Exercise prompt: Print the data that follows exactly, leaving nothing out.

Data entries
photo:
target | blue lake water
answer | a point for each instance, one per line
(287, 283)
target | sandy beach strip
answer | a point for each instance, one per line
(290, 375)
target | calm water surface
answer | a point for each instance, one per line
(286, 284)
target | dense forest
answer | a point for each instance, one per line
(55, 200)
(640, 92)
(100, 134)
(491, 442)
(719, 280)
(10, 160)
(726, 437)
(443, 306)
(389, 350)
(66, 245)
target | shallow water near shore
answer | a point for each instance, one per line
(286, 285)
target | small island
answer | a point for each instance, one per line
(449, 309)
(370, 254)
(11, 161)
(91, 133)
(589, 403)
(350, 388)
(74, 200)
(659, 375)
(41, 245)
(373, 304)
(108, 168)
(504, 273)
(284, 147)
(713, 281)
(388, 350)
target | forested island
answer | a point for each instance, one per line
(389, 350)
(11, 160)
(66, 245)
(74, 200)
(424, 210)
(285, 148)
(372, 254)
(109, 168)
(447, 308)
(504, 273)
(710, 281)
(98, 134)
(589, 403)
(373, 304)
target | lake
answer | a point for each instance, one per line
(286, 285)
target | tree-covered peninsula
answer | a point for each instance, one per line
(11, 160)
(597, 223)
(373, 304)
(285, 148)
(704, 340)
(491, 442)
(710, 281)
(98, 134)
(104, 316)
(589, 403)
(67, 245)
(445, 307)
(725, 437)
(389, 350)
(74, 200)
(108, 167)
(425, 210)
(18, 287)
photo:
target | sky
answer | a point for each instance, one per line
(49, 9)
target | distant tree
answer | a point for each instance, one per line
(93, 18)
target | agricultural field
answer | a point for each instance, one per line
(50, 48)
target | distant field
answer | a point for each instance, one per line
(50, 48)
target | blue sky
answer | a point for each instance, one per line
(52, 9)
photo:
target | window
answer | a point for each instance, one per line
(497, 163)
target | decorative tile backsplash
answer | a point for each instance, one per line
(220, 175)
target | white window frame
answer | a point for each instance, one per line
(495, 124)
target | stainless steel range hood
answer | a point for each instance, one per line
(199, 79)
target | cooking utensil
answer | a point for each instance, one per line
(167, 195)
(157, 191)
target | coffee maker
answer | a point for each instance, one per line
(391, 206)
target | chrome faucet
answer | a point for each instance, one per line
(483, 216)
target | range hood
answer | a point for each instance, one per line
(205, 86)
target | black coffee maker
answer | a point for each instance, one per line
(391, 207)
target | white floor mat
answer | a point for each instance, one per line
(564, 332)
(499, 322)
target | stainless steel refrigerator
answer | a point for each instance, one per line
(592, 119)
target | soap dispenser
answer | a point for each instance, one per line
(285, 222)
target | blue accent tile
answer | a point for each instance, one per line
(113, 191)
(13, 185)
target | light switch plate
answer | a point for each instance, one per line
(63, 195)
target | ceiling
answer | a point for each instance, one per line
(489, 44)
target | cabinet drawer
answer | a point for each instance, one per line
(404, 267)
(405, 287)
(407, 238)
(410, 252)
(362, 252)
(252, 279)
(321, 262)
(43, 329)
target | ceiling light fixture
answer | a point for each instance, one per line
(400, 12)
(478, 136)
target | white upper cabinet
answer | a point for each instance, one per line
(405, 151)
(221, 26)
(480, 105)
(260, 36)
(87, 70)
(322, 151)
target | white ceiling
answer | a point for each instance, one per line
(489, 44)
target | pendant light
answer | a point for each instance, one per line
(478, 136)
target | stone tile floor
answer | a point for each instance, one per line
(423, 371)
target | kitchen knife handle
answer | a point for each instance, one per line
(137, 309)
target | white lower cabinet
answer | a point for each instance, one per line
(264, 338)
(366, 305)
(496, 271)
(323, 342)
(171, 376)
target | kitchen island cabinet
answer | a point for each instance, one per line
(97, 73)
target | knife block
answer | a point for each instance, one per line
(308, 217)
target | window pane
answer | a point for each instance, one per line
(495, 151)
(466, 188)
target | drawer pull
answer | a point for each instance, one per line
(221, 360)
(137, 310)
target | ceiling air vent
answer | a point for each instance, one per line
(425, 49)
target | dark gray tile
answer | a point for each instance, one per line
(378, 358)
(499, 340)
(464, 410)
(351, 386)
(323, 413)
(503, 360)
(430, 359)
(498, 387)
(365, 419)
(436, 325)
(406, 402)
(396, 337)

Result below:
photo:
target | blue lake water
answer | a point for each instance, one per line
(287, 283)
target | sandy beach strip
answer | a point for each instance, one per line
(290, 375)
target | calm water surface
answer | a point for each instance, one per line
(286, 284)
target | dense forest
answer | a point for each instance, one per line
(55, 200)
(640, 92)
(100, 134)
(491, 442)
(719, 280)
(10, 160)
(726, 437)
(443, 306)
(389, 350)
(66, 245)
target | shallow water near shore
answer | a point for each instance, one per line
(286, 285)
target | small island
answer | a point for each instance, one per line
(449, 309)
(370, 254)
(11, 161)
(91, 133)
(589, 403)
(350, 388)
(74, 200)
(659, 375)
(41, 245)
(373, 304)
(108, 168)
(504, 273)
(284, 147)
(713, 281)
(388, 350)
target | forested island
answer | a point for each instance, one per line
(389, 350)
(11, 160)
(66, 245)
(74, 200)
(424, 210)
(285, 148)
(372, 254)
(109, 168)
(447, 308)
(504, 273)
(710, 281)
(98, 134)
(589, 403)
(373, 304)
target | lake
answer | a point for each instance, one per line
(286, 285)
target | tree-covered peninsula
answer | a point for each instance, one per line
(11, 160)
(597, 223)
(373, 304)
(285, 148)
(704, 340)
(491, 442)
(710, 281)
(98, 134)
(104, 316)
(589, 403)
(67, 245)
(445, 307)
(725, 437)
(389, 350)
(74, 200)
(108, 167)
(425, 210)
(18, 287)
photo:
target | sky
answer | a point for each instance, one per line
(49, 9)
target | distant tree
answer | a point for each instance, one per line
(93, 18)
target | agricultural field
answer | a point for each instance, one per line
(50, 48)
target | distant field
answer | a point for each instance, one per line
(50, 48)
target | blue sky
answer | a point for each instance, one per line
(52, 9)
photo:
target | window
answer | a point for each instance, one per line
(497, 163)
target | decorative tile backsplash
answer | a point for each instance, one per line
(220, 175)
target | white window frame
answer | a point for each instance, one per line
(495, 124)
target | stainless steel range hood
answer | a point for each instance, one per line
(199, 79)
target | cooking utensil
answer | a point for each instance, one per line
(167, 195)
(157, 191)
target | coffee maker
answer | a point for each instance, one per line
(391, 206)
target | chrome faucet
answer | a point for each instance, one per line
(483, 216)
target | range hood
answer | a point for each instance, one per line
(205, 86)
target | black coffee maker
answer | a point for each instance, one per line
(391, 207)
target | white floor mat
answer | a point for each instance, one per line
(564, 332)
(499, 322)
target | stainless steel refrigerator
answer | a point for each instance, one per line
(592, 119)
target | soap dispenser
answer | a point for each instance, one per line
(285, 222)
target | blue accent tile
answer | a point for each instance, one per line
(113, 191)
(13, 185)
target | light switch plate
answer | a point for each instance, one per line
(63, 195)
target | ceiling
answer | a point for each instance, one per line
(489, 44)
target | cabinet drawer
answer | a point for each instance, one per line
(404, 267)
(405, 287)
(407, 238)
(410, 252)
(362, 252)
(252, 279)
(321, 262)
(43, 329)
target | ceiling light fixture
answer | a point for each instance, one per line
(400, 12)
(478, 136)
target | white upper cabinet
answer | a point for each instance, one per line
(405, 151)
(221, 26)
(480, 105)
(260, 36)
(87, 70)
(322, 151)
target | white ceiling
answer | a point for each instance, one per line
(489, 44)
target | pendant light
answer | a point for each instance, one per line
(478, 136)
target | stone tile floor
answer | a point for each instance, one per line
(423, 371)
target | kitchen knife handle
answer | a point for each instance, one per line
(137, 309)
target | white lower cabinet
answer | a point for each instance, one per line
(264, 338)
(366, 305)
(496, 271)
(323, 342)
(171, 376)
target | kitchen island cabinet
answer | a point for each instance, one per line
(97, 73)
target | knife block
answer | a point for each instance, one per line
(308, 217)
target | window pane
answer | a point for each instance, one per line
(495, 151)
(466, 188)
target | drawer pull
answer | a point for each instance, one per line
(221, 360)
(137, 310)
target | ceiling air vent
answer | a point for each instance, one per line
(425, 49)
target | dark gray tile
answer | a point for each instance, one per line
(378, 358)
(499, 340)
(464, 410)
(351, 386)
(323, 413)
(503, 360)
(430, 359)
(498, 387)
(365, 419)
(436, 325)
(406, 402)
(396, 337)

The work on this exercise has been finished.